Exercise aim → Among the lines below, which ones contain the word "snow"? Copy every such line.

[Stored data entries]

□ □ □ □

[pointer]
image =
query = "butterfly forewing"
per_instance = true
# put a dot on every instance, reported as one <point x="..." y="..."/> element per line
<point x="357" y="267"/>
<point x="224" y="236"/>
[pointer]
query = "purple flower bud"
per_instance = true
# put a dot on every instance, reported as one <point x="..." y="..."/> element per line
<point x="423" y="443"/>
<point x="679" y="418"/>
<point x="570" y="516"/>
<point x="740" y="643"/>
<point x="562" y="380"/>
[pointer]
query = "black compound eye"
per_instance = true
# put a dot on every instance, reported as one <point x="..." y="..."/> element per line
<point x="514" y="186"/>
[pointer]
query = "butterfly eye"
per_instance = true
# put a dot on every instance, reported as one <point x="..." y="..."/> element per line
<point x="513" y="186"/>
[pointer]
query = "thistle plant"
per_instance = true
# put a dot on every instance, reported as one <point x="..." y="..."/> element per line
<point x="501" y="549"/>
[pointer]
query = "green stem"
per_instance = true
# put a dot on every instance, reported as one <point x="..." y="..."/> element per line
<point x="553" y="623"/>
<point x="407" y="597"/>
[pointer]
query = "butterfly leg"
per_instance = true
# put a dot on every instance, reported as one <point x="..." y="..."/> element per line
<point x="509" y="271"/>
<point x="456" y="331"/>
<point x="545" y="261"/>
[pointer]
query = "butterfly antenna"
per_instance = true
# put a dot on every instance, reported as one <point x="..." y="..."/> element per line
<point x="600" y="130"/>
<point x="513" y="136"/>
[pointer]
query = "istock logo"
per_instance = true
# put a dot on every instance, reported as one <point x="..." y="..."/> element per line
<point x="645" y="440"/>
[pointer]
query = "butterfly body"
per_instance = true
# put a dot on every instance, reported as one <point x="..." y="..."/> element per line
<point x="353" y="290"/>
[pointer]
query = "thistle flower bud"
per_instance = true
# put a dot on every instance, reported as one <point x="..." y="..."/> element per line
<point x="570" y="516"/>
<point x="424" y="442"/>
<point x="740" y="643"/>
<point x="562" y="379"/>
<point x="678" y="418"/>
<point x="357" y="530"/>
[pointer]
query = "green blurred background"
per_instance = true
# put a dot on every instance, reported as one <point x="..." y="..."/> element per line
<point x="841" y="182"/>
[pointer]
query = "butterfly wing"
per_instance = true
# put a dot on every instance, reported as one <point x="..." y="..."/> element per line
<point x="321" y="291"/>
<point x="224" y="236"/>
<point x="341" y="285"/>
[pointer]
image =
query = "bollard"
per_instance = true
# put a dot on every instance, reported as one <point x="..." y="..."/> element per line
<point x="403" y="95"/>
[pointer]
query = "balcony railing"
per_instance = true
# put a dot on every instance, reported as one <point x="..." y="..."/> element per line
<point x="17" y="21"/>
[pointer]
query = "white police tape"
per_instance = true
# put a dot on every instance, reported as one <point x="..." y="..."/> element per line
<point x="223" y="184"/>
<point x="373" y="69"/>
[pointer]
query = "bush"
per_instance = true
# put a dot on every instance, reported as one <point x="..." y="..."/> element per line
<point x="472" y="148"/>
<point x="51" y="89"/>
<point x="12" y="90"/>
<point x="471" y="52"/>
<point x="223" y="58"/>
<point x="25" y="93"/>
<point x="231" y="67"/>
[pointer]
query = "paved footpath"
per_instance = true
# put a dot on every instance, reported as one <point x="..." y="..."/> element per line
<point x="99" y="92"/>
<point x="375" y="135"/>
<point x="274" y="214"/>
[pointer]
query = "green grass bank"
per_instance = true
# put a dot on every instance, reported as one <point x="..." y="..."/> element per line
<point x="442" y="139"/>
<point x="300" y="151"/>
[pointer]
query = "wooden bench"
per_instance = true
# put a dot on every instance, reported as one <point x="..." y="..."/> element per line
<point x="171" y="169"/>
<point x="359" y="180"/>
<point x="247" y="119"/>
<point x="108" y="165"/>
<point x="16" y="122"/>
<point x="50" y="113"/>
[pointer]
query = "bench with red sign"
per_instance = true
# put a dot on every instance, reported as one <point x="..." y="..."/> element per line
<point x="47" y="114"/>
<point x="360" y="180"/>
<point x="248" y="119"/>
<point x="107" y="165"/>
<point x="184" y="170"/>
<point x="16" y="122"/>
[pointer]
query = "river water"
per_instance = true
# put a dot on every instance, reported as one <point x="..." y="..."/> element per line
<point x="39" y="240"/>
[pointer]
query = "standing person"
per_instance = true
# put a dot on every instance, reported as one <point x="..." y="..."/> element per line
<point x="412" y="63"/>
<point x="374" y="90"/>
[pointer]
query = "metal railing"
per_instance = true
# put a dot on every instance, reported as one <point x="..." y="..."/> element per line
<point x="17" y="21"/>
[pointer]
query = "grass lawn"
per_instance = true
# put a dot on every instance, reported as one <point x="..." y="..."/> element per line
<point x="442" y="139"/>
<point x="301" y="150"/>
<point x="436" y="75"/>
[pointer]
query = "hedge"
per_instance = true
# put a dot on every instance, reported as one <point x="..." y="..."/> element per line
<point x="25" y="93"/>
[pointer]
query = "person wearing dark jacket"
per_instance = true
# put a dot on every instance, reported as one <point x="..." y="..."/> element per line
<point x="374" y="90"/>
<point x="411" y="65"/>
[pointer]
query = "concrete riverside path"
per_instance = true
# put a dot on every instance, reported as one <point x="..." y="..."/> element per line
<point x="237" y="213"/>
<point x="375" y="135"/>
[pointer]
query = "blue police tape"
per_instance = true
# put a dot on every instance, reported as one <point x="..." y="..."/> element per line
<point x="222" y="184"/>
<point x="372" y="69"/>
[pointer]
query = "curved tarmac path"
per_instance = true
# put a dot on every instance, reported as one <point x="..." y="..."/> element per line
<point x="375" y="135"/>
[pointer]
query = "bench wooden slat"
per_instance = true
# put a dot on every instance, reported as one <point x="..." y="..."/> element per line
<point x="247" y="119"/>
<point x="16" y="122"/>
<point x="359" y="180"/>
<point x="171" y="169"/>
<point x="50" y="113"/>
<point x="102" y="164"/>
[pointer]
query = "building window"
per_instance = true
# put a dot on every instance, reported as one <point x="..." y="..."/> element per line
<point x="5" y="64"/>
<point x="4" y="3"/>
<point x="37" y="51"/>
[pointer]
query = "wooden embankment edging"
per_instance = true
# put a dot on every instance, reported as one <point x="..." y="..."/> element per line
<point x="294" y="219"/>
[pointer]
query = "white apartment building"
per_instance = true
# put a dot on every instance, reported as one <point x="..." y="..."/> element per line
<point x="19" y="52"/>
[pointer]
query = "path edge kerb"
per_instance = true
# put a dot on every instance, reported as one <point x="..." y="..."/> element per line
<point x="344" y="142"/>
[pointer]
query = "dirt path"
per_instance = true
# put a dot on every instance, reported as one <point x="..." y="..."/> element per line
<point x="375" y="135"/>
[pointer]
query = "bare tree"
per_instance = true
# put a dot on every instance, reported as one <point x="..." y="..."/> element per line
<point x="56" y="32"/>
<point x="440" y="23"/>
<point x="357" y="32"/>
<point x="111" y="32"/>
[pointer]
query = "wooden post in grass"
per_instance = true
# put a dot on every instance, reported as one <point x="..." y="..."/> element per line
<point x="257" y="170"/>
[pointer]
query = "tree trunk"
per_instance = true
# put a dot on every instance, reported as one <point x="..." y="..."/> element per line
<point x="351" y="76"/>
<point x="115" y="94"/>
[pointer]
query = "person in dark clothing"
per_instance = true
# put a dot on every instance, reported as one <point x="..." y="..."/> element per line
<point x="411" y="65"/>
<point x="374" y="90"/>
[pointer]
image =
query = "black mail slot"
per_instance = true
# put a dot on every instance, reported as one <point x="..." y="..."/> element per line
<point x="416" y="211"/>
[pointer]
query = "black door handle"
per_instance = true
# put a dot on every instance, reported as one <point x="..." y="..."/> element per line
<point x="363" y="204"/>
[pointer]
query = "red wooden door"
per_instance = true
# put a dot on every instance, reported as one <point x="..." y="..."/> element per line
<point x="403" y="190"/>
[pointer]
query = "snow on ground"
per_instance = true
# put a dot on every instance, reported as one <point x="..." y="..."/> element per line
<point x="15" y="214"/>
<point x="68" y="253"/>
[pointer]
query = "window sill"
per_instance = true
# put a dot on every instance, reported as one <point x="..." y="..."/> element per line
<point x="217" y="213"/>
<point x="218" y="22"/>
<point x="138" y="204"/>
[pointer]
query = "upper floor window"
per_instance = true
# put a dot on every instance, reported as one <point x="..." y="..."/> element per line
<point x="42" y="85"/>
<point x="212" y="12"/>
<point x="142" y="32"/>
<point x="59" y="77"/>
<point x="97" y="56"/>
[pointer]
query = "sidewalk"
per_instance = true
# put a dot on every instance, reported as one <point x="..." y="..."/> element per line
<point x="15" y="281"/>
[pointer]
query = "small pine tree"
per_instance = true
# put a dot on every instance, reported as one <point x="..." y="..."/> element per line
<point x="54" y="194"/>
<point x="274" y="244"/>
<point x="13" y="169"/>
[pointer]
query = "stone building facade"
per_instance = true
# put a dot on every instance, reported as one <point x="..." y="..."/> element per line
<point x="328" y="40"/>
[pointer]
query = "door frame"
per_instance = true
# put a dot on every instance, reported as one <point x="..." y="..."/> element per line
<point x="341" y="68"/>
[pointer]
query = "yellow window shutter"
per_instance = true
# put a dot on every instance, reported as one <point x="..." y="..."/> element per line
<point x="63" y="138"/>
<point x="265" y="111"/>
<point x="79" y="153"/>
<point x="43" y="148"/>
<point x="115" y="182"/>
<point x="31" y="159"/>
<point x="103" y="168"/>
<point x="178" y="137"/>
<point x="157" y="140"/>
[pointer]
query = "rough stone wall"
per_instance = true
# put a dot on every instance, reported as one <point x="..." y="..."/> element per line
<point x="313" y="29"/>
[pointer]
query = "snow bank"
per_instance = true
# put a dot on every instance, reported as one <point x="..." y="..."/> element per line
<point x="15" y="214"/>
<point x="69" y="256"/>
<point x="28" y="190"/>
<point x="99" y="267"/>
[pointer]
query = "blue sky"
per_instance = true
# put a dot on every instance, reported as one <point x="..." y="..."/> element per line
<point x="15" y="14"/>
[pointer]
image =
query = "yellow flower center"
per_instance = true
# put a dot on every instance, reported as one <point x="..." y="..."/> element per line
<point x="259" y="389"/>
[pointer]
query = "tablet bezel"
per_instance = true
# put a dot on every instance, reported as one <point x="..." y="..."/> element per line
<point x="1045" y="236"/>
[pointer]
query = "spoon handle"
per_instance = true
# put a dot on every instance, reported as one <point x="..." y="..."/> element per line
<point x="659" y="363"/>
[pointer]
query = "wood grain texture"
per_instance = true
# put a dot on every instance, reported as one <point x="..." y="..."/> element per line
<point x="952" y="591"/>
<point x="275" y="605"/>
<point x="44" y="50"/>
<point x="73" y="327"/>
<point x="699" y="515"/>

□ □ □ □

Task solution →
query = "snow on ground"
query = "snow bank"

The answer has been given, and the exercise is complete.